● **Texto fuente**
☆ ☆ ☆

La Nación Desgarrada

A la espera de los resultados de la segunda vuelta 25 millones de peruanos aptos para votar está divididos en dos frentes antagónicos separados apenas por el 0.3% de votos mal contados por la autoridad electoral. ¿Cómo llegamos a esta situación perversa y sin horizonte cierto cuando en mayo los dos candidatos que pasaron al balotaje apenas representaban 15% y 11% del total evidenciando un escenario electoral de extraordinaria fragmentación?.


La respuesta no es simple. Pero parte de una muy mala ley electoral que obliga al ciudadano a elegir entre dos bandos con votos minoritarios, sin importar la magnitud de su triunfo parcial, con el propósito de lograr un gobierno fuerte y/o legítimo. Pero la realidad de 2021 mostró como triunfadoras a dos minorías liliputienses resistidas por más del 70% de la población sin alcanzar, juntas, ni el 30% de los votos. ¿Cómo extraer de ellas la legitimidad buscada sino a través de un artificio legalista que no hizo excepciones cuando fue concebido?

☆ ☆ ☆

● **Extractos del material**

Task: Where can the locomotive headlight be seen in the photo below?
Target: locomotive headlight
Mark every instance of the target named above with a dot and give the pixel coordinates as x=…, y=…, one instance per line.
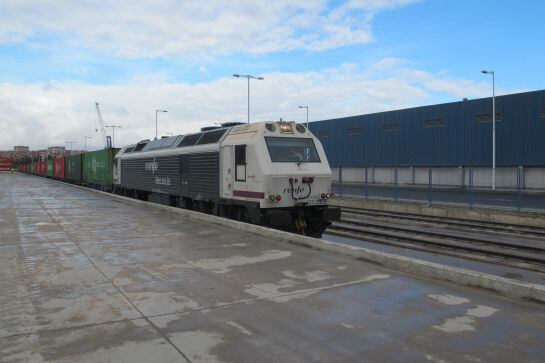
x=270, y=127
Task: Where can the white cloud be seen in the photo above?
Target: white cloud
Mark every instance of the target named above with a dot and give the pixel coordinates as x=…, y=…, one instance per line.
x=192, y=28
x=50, y=114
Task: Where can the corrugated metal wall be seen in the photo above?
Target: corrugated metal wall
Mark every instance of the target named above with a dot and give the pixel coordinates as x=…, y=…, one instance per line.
x=462, y=141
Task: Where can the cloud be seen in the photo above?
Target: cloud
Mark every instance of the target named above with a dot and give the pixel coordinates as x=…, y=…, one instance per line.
x=192, y=28
x=42, y=115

☆ ☆ ☆

● **Ejercicios propuestos**
**A.** Resume en dos oraciones el texto sobre las elecciones peruanas.
**B.** Transcribe literalmente el fragmento del texto sobre las elecciones peruanas que comienza con "A la espera" y sigue hasta "de extraordinaria fragmentación?.".
**C.** Prosigue el texto sobre las elecciones peruanas desde el punto en que termina.
El material no tiene ninguna relación con el texto sobre las elecciones peruanas.

● **Respuestas por ejercicio**
**A.** A la espera de los resultados de la segunda vuelta, los 25 millones de peruanos aptos para votar se dividen en dos frentes antagónicos separados apenas por el 0.3% de los votos, aunque en mayo los dos candidatos que pasaron al balotaje solo representaban el 15% y el 11%. El texto atribuye esta situación en parte a una mala ley electoral que obliga a elegir entre dos bandos minoritarios, que en 2021 eran resistidos por más del 70% de la población y que juntos no alcanzaron ni el 30% de los votos.

**B.**
A la espera de los resultados de la segunda vuelta 25 millones de peruanos aptos para votar está divididos en dos frentes antagónicos separados apenas por el 0.3% de votos mal contados por la autoridad electoral. ¿Cómo llegamos a esta situación perversa y sin horizonte cierto cuando en mayo los dos candidatos que pasaron al balotaje apenas representaban 15% y 11% del total evidenciando un escenario electoral de extraordinaria fragmentación?.

**C.**
Las consecuencias están a la vista: una ciudadanía desgarrada, una Nación que pierde fundamento cohesivo y un Estado sin capacidades reales de generar gobernabilidad en el corto plazo. Y esto en medio de una crisis sanitaria (que ha causado en el país más de 180 mil muertos según información de Johns Hopkins University) y otra económica (que subirá el nivel de pobreza este año a 24% con niveles de precariedad de 58% según Macroconsult). La anarquía está a la vista.


Si para lograr sitio en el Congreso la ley exige un mínimo de votos (una valla electoral de 5%, 6% para las alianzas y lograr al menos 5 curules) que den significado cuantitativo a la representatividad, no otra cosa debiera esperarse para ir a un balotaje (segunda vuelta) de modo que el Jefe de Estado se apoye en una legitimidad real pero sobre una mínimamente sólida base propia y no en una pantomima electoral obligatoria que emerge más del rechazo al contendor que de la militancia propia.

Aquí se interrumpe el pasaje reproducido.